* Work to be completed *
Update the Aston Martin interview from "I don’t think so" to "it’s not Lamborghini.", inclusive, by replacing "DB11" with "DBX".

* Document extract *
That was important for me as that culminates in the birth of a new mid-term plan, which is basically replacing existing cars and adding three new ones, the shortfall in the money to do that and going out to the City and raising that capital, and basically everybody visibly saying to the world ‘we support this plan’. So that’s probably the crowning moment.

How difficult was it for you to go out and get that extra funding? Surely it’s easy with a brand like Aston Martin?

Yes, but the shareholders we have want to stay as investors of Aston Martin, so it was ‘how do we raise the capital without diluting their shareholding?’ As you know, we did this through preferred stock, so ultimately, there are investors sitting behind the main investors and there are people who’ve come in and invested through that.

Is year two going to be easier than year one?

I don’t think so – it’s very operational. So I’m probably more in my comfort zone; in the first three-quarters of the year it’s basically sell what you’ve got. And then it’s the development of the new cars, where the DB11 is key.

You’ve explained the product plan to us with your four pillars, but who is it Aston Martin is competing with?

Ourselves – if you look at our brand, it sits in its own space. It’s sports and luxury, so it isn’t Porsche – that’s more focused and at a lower price. From a price perspective it is Ferrari, but I would argue that we’re more luxurious and they’re much more sporty. It’s not Bentley – they’re probably more luxurious in some ways, but not as sporty. It’s not Rolls for the same reasons, and it’s not Lamborghini.

For us in the UK, it’s relatively easy for people to know what Aston is, but we’ve got to make that better known in the US, for example. The analogy I use is always that Aston’s a bit like cricket – we understand it, even though nobody ever taught us the rules. But if you go to the US, they know what cricket is, but they don’t really get the rules.

Does James Bond help raise Aston awareness globally?

Yes – that’s why Bond is so important to us. Everybody knows Aston as Bond’s car, and that helps. But we can use Bond to teach people why he drives the car: he’s a handsome guy, he’s very athletic, he likes to dress well, he likes the good things in life and he’s a little bit naughty – those are all the symptoms of what an Aston Martin is. Then we have to start a dialogue beyond Bond to explain what Aston Martin is, like the craftsmanship – there’s only one robot in our factory.

It’s all that which needs to come through, and it’s been a bit lost previously. On the marketing side, we also have our relationship with Serena Williams – she’s really at the top of her game right now. She’s a fan of the cars and she’s been up to our HQ in Gaydon – and she’s huge in the States.

Does it matter where Aston Martins are built?

Aston built the Rapide in Austria for a while, and we’re having this debate now as to where we build the DBX. We’re asked if we’d build a car somewhere else like Alabama? It’s a factor, but I don’t think it’s as black and white as people imagine. Yes I’d rather build it in the UK, yes I’d rather use the craftsmanship we have but it’s not impossible to imagine – we’re not doing this for charity, we’ve got to get a business plan together, and the majority of the customers are in the US or China.

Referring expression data
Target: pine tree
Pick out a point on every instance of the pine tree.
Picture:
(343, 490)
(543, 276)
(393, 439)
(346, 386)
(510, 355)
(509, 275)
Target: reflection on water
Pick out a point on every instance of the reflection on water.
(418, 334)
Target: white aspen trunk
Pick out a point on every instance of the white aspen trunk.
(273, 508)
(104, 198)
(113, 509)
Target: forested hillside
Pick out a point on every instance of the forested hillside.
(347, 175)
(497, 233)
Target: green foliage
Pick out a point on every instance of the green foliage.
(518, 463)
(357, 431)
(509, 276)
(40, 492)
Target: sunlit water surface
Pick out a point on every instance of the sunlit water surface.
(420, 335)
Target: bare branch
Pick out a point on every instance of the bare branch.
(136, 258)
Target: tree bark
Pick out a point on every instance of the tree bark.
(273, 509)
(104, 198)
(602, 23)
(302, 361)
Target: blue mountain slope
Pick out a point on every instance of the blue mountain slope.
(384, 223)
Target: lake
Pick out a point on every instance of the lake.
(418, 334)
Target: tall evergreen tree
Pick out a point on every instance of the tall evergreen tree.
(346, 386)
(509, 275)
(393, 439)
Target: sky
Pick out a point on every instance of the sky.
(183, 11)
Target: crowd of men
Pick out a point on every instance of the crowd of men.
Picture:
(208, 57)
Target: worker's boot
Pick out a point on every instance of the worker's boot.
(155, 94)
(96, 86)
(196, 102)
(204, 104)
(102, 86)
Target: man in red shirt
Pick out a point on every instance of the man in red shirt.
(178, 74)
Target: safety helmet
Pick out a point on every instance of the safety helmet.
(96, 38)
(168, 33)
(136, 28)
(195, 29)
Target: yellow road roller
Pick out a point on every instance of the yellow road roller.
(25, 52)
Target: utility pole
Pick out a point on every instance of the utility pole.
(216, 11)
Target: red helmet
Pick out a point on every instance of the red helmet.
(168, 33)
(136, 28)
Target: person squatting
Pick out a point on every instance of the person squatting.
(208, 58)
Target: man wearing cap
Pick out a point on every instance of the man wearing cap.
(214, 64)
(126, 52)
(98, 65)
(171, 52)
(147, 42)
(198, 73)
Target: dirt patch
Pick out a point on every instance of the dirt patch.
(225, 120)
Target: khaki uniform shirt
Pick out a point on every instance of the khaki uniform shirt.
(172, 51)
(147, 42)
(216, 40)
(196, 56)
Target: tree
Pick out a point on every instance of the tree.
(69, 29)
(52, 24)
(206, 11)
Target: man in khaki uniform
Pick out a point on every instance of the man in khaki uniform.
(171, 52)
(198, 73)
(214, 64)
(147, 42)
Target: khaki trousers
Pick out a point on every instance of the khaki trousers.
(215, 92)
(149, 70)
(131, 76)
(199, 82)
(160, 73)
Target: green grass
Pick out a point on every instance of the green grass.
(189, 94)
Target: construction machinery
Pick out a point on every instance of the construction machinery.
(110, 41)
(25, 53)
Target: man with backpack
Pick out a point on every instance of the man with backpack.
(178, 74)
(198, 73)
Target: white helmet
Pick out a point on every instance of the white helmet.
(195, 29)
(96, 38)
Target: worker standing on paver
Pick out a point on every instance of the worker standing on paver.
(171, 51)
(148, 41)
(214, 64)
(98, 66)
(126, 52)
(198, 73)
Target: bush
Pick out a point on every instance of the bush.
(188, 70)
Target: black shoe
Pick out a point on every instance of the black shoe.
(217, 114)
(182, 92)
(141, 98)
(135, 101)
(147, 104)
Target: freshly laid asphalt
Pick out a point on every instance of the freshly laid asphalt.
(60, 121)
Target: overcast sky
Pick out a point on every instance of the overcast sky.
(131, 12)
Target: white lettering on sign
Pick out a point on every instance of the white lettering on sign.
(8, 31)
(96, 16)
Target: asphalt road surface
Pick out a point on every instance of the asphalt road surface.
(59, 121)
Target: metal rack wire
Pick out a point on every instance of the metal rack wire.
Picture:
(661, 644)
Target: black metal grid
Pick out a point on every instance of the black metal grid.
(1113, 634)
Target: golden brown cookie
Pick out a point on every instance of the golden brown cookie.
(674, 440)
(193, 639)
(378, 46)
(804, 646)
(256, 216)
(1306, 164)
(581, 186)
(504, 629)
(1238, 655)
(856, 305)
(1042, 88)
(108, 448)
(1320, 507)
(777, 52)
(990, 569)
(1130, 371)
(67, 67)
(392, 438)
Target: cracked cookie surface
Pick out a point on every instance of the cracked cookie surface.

* Task solution *
I don’t think so – it’s very operational. So I’m probably more in my comfort zone; in the first three-quarters of the year it’s basically sell what you’ve got. And then it’s the development of the new cars, where the DBX is key.

You’ve explained the product plan to us with your four pillars, but who is it Aston Martin is competing with?

Ourselves – if you look at our brand, it sits in its own space. It’s sports and luxury, so it isn’t Porsche – that’s more focused and at a lower price. From a price perspective it is Ferrari, but I would argue that we’re more luxurious and they’re much more sporty. It’s not Bentley – they’re probably more luxurious in some ways, but not as sporty. It’s not Rolls for the same reasons, and it’s not Lamborghini.